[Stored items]
^^^^^^^^

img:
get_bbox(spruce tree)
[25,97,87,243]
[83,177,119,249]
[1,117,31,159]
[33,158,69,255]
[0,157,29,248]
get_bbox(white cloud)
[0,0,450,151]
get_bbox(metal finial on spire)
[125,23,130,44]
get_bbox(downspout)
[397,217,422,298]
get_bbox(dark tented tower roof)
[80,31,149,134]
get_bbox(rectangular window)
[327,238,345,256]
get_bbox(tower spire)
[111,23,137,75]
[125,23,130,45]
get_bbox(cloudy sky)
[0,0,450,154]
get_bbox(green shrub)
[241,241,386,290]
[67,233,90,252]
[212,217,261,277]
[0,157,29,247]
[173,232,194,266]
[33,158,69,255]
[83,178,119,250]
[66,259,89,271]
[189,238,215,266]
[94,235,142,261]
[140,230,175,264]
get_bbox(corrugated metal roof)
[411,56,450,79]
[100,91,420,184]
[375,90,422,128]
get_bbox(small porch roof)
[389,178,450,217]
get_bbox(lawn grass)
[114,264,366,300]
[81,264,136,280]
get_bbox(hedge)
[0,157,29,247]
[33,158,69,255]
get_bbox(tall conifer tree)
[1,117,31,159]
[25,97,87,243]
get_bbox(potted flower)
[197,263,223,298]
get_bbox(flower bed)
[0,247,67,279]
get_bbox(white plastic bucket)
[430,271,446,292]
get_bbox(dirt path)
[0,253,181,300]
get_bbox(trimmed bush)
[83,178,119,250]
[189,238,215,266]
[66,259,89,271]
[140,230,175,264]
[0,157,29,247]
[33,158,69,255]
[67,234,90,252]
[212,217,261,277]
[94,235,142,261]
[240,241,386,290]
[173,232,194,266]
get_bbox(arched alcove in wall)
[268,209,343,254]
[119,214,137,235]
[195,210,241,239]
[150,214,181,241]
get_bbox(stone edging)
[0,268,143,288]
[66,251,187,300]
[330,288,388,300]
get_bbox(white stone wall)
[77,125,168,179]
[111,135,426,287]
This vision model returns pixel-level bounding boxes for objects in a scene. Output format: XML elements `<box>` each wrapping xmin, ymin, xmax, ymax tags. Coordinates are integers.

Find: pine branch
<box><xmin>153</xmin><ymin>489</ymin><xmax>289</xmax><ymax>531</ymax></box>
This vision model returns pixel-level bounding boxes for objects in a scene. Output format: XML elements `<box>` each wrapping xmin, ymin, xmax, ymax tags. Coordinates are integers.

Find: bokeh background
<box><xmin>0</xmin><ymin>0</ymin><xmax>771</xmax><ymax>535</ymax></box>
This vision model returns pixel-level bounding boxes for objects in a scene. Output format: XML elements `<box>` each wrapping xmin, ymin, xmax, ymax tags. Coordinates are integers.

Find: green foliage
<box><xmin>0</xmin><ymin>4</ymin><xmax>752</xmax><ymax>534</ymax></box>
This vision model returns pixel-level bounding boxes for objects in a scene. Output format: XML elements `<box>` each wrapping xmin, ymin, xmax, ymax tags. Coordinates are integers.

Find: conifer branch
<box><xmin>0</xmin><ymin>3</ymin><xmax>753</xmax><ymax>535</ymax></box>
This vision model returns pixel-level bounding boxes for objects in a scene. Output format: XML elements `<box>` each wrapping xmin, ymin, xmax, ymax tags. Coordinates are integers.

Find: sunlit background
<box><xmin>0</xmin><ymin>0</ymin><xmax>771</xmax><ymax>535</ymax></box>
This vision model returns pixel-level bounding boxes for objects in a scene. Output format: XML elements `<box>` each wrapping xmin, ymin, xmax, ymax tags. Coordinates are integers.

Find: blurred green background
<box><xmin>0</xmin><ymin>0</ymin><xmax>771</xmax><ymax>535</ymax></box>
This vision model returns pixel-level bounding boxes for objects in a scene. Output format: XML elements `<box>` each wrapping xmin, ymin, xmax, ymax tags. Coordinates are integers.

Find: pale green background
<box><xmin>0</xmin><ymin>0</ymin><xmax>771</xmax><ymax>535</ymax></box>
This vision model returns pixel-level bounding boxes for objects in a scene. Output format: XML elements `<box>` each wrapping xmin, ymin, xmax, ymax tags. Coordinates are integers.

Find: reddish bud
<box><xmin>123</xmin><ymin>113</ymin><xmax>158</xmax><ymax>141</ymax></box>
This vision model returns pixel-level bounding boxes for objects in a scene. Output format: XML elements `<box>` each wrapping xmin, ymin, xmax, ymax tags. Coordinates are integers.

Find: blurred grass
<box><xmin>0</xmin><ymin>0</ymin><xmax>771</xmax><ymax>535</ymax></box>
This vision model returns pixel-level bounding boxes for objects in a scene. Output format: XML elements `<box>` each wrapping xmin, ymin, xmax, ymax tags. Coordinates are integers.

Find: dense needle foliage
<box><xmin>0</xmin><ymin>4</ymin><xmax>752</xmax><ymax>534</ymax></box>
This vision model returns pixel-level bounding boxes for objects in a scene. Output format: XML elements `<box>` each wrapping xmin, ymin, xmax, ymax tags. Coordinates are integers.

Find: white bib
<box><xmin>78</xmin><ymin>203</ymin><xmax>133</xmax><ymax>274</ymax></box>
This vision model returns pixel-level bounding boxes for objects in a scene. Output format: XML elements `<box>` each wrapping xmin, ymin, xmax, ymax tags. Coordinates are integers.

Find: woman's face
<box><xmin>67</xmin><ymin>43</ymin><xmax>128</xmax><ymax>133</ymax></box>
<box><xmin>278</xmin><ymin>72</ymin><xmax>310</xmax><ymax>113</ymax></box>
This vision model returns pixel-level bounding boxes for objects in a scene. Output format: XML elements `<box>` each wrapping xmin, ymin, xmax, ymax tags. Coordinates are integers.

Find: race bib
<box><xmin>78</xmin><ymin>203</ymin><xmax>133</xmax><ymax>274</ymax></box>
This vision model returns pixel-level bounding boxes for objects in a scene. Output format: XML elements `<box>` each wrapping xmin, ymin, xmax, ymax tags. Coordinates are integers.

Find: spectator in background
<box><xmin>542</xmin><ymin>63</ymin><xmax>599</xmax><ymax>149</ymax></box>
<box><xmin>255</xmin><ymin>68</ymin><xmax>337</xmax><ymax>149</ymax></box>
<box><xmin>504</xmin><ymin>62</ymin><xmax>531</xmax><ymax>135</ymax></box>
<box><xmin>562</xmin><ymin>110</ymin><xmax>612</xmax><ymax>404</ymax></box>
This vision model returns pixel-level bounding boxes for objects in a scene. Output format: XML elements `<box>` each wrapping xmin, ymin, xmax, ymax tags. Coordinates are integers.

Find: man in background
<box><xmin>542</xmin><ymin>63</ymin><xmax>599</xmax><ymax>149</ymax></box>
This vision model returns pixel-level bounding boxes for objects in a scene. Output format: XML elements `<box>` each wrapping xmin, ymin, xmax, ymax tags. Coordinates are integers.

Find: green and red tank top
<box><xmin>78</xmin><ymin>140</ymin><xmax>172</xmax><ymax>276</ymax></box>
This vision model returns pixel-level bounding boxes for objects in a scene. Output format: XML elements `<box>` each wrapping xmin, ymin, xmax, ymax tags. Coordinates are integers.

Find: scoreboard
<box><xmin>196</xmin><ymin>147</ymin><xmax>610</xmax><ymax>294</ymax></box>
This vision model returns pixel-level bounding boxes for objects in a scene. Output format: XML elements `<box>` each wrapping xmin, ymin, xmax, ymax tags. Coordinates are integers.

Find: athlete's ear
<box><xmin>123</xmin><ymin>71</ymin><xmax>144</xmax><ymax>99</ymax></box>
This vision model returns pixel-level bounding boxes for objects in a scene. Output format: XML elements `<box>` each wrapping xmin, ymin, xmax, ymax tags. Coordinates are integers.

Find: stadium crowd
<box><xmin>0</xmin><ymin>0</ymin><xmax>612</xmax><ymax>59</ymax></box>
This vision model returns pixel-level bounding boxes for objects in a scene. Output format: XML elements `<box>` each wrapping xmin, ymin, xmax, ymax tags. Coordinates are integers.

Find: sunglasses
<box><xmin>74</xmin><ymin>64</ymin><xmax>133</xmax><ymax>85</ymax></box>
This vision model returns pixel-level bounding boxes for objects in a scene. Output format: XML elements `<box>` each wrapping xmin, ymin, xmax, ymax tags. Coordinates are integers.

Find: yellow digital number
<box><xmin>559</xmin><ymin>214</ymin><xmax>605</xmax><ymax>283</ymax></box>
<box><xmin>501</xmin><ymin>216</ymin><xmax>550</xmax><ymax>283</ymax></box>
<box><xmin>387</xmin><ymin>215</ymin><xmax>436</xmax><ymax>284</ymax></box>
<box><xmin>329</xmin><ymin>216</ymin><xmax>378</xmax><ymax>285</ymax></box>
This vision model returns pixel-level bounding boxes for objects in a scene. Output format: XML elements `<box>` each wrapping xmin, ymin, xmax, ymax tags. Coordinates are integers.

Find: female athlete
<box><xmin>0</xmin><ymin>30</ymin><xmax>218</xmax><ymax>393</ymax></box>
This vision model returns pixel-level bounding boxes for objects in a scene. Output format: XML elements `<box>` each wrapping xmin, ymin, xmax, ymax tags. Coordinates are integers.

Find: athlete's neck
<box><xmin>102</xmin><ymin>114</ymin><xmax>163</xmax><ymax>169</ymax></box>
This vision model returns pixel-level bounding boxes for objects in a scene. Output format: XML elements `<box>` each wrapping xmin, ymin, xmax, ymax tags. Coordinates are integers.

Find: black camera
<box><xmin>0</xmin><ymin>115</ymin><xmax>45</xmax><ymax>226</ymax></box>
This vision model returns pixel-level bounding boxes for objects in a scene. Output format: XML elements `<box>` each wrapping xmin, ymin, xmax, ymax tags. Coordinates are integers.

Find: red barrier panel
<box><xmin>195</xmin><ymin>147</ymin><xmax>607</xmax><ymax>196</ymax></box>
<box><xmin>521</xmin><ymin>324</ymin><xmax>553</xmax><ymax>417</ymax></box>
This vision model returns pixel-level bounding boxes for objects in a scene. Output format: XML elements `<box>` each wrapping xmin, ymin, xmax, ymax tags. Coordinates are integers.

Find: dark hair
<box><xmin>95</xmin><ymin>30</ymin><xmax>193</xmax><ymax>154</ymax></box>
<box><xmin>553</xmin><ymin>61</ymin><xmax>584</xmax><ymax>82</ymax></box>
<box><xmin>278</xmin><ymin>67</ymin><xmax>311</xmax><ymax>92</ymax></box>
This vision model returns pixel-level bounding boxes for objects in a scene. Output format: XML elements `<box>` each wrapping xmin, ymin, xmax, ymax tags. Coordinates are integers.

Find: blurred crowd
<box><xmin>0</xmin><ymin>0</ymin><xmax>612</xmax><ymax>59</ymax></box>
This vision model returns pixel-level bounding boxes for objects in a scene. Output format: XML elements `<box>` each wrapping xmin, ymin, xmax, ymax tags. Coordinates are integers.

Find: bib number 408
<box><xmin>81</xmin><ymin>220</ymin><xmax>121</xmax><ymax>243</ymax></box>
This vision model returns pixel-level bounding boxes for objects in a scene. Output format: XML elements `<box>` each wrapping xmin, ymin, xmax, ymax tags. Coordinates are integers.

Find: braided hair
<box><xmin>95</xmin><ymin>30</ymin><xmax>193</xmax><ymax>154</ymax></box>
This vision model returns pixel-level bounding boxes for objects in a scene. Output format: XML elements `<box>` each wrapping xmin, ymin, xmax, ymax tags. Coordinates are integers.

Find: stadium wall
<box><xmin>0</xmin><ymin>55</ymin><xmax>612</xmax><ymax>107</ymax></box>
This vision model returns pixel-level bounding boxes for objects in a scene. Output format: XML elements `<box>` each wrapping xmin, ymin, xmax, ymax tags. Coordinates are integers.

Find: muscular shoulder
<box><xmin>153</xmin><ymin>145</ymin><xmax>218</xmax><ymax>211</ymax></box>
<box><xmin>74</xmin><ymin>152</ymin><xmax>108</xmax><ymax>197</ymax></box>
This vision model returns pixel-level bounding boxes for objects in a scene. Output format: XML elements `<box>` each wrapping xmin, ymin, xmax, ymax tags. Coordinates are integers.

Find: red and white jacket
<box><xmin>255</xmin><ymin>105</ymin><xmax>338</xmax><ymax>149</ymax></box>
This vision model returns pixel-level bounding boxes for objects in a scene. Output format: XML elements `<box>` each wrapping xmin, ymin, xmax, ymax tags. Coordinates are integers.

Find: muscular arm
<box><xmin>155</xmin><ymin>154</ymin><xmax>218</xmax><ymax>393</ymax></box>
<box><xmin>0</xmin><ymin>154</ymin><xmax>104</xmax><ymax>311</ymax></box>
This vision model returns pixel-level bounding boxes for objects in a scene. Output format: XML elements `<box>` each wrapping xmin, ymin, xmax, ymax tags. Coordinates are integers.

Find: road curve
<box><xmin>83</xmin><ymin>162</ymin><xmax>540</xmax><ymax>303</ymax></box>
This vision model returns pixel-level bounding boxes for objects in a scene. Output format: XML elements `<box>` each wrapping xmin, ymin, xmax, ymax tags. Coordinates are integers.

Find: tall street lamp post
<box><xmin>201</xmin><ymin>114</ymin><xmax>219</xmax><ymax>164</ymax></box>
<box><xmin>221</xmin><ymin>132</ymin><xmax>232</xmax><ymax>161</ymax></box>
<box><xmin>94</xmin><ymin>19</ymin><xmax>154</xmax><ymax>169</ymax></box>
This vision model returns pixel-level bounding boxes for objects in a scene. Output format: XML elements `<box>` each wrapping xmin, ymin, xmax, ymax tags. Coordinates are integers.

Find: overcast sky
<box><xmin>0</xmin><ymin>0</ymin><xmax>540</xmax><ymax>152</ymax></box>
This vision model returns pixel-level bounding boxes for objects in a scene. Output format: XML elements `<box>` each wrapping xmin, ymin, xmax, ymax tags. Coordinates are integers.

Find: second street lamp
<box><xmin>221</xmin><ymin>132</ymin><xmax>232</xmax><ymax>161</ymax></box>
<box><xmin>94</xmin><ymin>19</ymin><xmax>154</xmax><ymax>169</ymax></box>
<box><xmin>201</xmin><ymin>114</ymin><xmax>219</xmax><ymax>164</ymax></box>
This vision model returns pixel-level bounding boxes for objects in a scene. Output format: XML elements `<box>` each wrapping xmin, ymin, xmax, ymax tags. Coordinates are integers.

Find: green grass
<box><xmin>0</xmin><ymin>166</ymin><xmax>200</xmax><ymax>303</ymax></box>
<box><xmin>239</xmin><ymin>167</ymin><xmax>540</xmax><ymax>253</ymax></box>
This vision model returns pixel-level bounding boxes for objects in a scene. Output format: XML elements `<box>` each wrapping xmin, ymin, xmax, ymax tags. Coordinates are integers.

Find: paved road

^^^^^^^^

> DO THIS
Copy the lines above, from the first one through the line containing "[0,0,450,154]", with both ends included.

> RESPONSE TO THE EXERCISE
img:
get_bbox(spruce tree)
[25,97,87,243]
[83,177,119,249]
[1,117,31,159]
[33,158,69,255]
[0,157,29,248]
get_bbox(white cloud)
[0,0,450,151]
get_bbox(metal finial on spire)
[125,23,130,44]
get_bbox(downspout)
[397,217,422,298]
get_bbox(dark tented tower roof)
[80,31,149,134]
get_bbox(rectangular window)
[327,238,345,256]
get_bbox(tower spire)
[111,23,137,75]
[125,23,130,45]
get_bbox(cloudy sky)
[0,0,450,154]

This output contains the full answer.